*Tâches à réaliser*:
(a) D'après l'extrait du document, quel site Jessica Saada recommande-t-elle pour chercher des albums ?
(b) Résumez l'extrait du document en deux phrases.

*Extrait du document*:
'''

Je suis enseignante au secondaire, sciences humaines et français, et ton article résonne en moi! Mon défi- j’aime l’idée mais je ne sais pas où ou comment commencer. Conseils?

Merci d’avance,
France

4 11 2011
Corinne Pelletier

Bonjour Jessica,

J’enseigne la 5e année et j’aimerais introduire les traits d’écriture avec les albums. Je pense que si les élèves avaient des modèles de «cibles» ça ira mieux. J’ai eu de la difficulté l’année passée avec mon programme d’écriture et je veux essayer quelque chose de différent. Mon défi – je ne connais pas bien les albums. Avez-vous des suggestions?

Merci,
Corinne

4 11 2011
Jessica Saada

Bonsoir Corinne,
Merci pour votre question.
Il y a plusieurs sites très utiles pour la recherche d’albums. « Livres ouverts » fait partie de ceux-ci (www.livresouverts.qc.ca). Il s’agit d’un site où sont répertoriés des livres sélectionnés par un comité, selon des critères précis, à partir de tous les livres publiés en français et disponibles sur le marché québécois. Ce site est régulièrement mis à jour. On peut y chercher uniquement des albums si on le souhaite, par titre, par auteur, par niveau de difficulté, etc. Pour chaque livre on nous donne le résumé ainsi que des pistes d’exploitation. C’est un outil que j’utilise régulièrement et que je vous recommande fortement.

'''

*Données fournies*:
'''

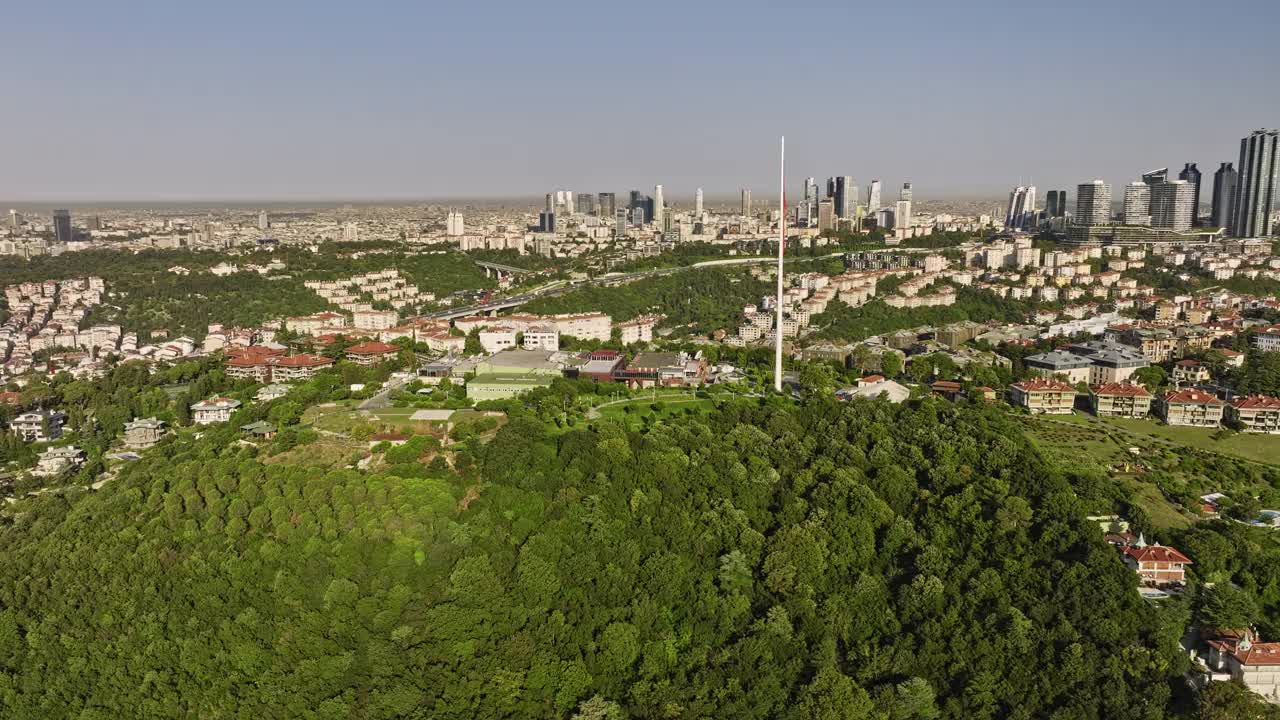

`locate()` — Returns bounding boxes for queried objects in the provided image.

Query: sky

'''

*Réponses attendues*:
(a) Le site « Livres ouverts » (www.livresouverts.qc.ca).

(b) France, enseignante au secondaire, aime l'idée présentée dans un article mais ne sait pas comment commencer, tandis que Corinne, qui enseigne en 5e année, veut introduire les traits d'écriture avec les albums mais les connaît mal. Jessica Saada lui recommande le site « Livres ouverts », régulièrement mis à jour, qui répertorie des livres choisis par un comité et donne pour chacun un résumé et des pistes d'exploitation.